**Exercise details**
In the records, begin at the line that has "ping: wall sconce" and stop after the line that has "[161,326,205,374]". Rewrite only those lines, changing "house" to "home" and leaving everything else as it is.

**Records of labeled boxes**
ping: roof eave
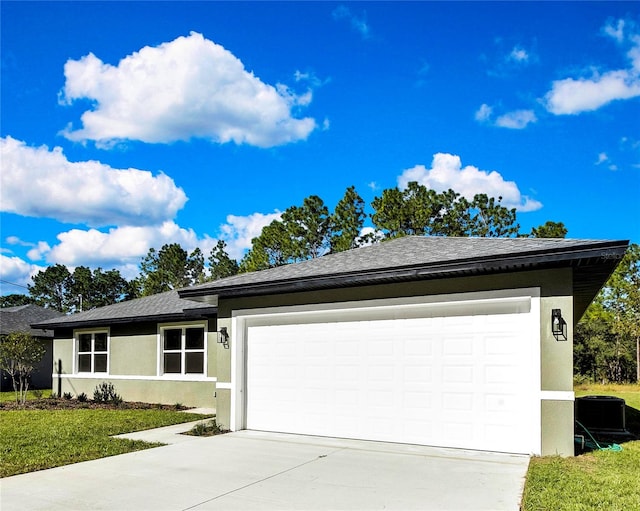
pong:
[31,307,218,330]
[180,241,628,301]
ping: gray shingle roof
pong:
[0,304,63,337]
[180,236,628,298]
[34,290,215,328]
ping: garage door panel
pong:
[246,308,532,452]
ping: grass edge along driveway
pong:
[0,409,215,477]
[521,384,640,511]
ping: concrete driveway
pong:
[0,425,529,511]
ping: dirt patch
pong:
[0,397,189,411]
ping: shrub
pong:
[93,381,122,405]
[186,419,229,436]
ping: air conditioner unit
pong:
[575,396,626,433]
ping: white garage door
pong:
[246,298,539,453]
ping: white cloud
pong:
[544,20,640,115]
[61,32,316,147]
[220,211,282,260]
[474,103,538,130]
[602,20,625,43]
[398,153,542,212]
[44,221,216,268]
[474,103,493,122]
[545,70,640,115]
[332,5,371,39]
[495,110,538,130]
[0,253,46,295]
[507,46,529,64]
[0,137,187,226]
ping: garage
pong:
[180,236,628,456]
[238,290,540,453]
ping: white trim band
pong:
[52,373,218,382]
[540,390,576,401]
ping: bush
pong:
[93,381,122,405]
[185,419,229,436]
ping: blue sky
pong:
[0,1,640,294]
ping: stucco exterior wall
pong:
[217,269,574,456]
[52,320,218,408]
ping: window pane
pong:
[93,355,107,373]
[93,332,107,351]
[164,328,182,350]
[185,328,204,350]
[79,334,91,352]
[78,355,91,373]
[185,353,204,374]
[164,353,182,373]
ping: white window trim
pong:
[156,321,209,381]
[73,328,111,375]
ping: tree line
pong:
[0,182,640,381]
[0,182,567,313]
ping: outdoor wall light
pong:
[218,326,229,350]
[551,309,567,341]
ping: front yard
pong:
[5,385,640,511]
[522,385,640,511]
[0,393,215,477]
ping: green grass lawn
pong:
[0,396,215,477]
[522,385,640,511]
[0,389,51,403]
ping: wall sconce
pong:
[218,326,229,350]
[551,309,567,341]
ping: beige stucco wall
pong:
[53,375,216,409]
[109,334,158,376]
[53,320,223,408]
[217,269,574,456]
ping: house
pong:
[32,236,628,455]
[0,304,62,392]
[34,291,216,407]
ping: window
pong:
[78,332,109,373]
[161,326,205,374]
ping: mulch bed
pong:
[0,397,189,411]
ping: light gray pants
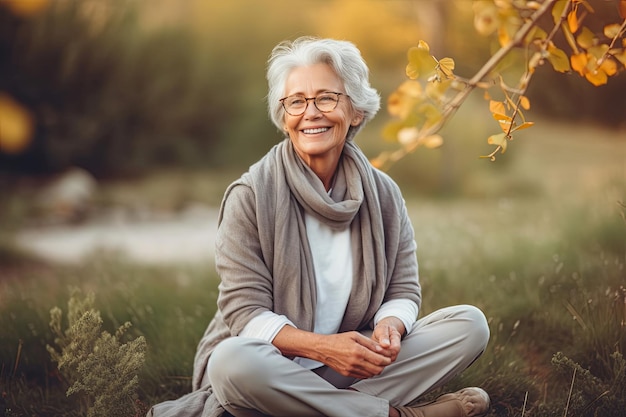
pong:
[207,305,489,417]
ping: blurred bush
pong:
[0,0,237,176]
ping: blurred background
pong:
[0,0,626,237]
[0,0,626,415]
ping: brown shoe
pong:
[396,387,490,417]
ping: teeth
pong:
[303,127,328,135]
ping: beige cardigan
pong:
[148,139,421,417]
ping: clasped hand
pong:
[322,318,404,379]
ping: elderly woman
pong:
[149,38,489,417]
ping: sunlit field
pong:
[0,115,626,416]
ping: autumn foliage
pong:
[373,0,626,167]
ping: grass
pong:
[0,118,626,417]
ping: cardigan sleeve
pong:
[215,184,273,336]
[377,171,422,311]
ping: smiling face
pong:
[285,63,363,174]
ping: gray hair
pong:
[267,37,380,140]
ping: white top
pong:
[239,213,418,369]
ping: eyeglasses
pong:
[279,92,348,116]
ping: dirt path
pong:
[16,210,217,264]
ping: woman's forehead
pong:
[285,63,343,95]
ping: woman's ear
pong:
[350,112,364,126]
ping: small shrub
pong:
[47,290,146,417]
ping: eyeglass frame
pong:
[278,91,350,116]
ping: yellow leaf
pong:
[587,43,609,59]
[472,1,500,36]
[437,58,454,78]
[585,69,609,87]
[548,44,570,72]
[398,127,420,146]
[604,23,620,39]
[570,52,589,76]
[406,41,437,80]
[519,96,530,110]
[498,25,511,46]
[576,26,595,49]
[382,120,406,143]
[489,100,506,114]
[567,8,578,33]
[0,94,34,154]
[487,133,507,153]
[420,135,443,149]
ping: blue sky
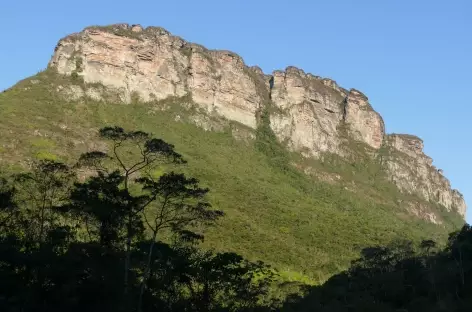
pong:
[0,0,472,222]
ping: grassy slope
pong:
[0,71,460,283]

**Task solution**
ping: wall sconce
pong:
[218,326,229,350]
[551,309,567,341]
ping: beige stucco wall
pong:
[53,375,216,409]
[109,334,158,376]
[53,320,223,408]
[217,269,574,456]
ping: home
pong:
[32,236,628,455]
[0,304,62,392]
[34,291,216,407]
ping: window
pong:
[78,332,109,373]
[161,326,205,374]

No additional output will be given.